start Data shown

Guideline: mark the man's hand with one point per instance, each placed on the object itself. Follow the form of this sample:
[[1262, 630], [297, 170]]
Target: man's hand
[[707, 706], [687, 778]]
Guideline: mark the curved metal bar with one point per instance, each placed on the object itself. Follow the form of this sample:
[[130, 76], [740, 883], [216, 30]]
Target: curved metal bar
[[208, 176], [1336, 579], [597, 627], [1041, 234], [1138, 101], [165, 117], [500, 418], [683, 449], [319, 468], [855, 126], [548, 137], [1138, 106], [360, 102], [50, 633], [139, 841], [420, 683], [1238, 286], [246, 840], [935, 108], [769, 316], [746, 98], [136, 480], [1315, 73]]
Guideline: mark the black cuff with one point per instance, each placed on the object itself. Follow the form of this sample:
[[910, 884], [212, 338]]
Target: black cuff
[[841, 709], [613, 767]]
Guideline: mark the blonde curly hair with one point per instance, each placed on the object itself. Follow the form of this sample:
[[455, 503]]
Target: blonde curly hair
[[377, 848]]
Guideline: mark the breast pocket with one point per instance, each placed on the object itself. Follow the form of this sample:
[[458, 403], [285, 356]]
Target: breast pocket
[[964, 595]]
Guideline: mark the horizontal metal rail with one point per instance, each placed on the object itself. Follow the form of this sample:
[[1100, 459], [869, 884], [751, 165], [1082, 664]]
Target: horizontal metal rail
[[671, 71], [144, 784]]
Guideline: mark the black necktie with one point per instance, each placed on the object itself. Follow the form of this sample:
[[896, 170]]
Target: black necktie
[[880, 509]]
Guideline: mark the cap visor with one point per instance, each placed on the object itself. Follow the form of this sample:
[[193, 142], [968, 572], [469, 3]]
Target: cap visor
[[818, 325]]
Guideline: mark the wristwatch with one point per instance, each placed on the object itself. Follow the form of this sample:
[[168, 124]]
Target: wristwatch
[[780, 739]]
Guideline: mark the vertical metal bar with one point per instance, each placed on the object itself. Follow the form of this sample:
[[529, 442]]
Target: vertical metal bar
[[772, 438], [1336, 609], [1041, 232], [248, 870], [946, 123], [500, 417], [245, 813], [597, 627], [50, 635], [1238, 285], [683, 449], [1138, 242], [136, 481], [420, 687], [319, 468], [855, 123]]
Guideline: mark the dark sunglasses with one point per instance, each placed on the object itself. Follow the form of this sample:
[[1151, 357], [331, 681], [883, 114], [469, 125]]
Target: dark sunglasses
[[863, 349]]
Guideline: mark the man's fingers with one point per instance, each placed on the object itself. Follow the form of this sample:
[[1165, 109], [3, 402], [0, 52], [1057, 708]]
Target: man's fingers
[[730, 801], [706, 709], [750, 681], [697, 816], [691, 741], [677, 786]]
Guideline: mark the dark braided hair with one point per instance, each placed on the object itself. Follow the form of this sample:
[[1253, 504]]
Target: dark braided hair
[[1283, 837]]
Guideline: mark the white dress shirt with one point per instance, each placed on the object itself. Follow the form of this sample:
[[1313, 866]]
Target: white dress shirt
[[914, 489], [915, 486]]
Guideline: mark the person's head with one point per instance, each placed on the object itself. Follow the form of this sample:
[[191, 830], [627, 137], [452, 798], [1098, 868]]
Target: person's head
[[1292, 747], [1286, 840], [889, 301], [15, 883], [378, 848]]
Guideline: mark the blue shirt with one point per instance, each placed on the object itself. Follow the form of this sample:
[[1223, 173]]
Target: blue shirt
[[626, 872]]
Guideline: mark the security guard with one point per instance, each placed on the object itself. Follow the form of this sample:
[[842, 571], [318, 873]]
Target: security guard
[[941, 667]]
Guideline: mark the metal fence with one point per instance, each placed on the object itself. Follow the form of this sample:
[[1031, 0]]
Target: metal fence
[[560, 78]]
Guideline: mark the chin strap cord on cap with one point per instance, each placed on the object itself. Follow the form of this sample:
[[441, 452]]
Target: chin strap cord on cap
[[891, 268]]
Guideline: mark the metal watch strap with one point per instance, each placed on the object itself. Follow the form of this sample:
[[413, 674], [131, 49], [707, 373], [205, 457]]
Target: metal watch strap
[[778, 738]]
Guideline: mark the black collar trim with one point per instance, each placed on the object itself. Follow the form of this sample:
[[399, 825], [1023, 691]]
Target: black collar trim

end Data shown

Exercise task: Repeat, word for word, the stretch from the line containing "Guideline: mark the vertical" through the line containing "468], [855, 123]]", with both of those lines included.

Exercise answer:
Guideline: mark the vertical metal bar with one point per instance, each placed on the object itself. Follow the form of this sample:
[[529, 442]]
Target: vertical metal bar
[[772, 438], [1336, 609], [1041, 232], [248, 870], [946, 123], [500, 417], [245, 813], [597, 627], [50, 635], [1238, 285], [683, 449], [1138, 242], [136, 481], [420, 687], [319, 468], [855, 123]]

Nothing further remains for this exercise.